**Work instructions:**
Start to finish, print the data below exactly, without the images.

**Stored entries:**
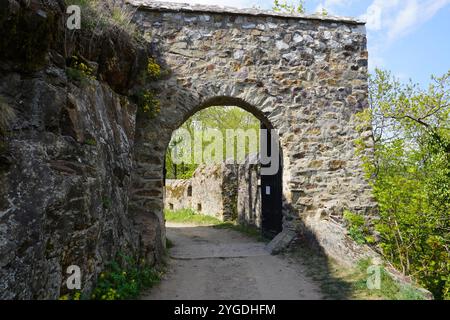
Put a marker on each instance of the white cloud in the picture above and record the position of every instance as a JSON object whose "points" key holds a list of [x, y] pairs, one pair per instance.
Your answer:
{"points": [[399, 18]]}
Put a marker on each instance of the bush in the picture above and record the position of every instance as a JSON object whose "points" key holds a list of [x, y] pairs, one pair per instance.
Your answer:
{"points": [[103, 16], [410, 175], [357, 228], [125, 279]]}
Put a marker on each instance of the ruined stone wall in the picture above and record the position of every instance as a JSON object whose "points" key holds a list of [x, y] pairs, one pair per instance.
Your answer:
{"points": [[249, 193], [305, 76], [66, 159], [212, 191]]}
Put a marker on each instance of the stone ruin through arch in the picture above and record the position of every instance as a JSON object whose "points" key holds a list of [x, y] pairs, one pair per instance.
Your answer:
{"points": [[307, 75]]}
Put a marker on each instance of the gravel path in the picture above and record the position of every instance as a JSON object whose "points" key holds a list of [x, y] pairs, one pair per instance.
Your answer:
{"points": [[207, 263]]}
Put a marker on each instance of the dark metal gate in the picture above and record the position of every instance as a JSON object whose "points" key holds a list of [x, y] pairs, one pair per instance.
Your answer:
{"points": [[271, 195]]}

**Solution for this task:**
Put a marker on each instance of the white cloud in the picture above and record the position of every instance as a JSON object whose "points" key holds a list of [x, y] pairs, one pair per instance.
Your answer:
{"points": [[399, 18]]}
Put a marker on each instance of the bush in the picture above and record the position of every instance as a JSON object whose "points" key holds a list of [x, y] pairs, one pair per instance.
Your answer:
{"points": [[103, 16], [410, 175], [357, 228], [125, 279]]}
Put a marker on each instance of the ruined stone wall in the picture above and record the position of every instance as a JSON object whose "points" key holds a list of [x, y] pairs, one pair per instance.
Your answer:
{"points": [[249, 193], [305, 76], [66, 159], [212, 191]]}
Put a marker on each instance of the stone ruin through arch in the picture above and record the position of every instance as a JSON object whose "points" key holds a list of [x, y] pairs, one pair per instance.
Your answer:
{"points": [[307, 75]]}
Put a marker on each instance of the gravel path in the picture above and record the position of every instance as a JSON object whose "points" key holds a list of [x, y] pairs, one pair per instance.
Your answer:
{"points": [[207, 263]]}
Put a marker on each instance of the dark metal gate in the picture above and record the position of every instance as a JSON object whose "points" key holds a list of [x, y] pairs, one pair per instance.
Your answer:
{"points": [[271, 195]]}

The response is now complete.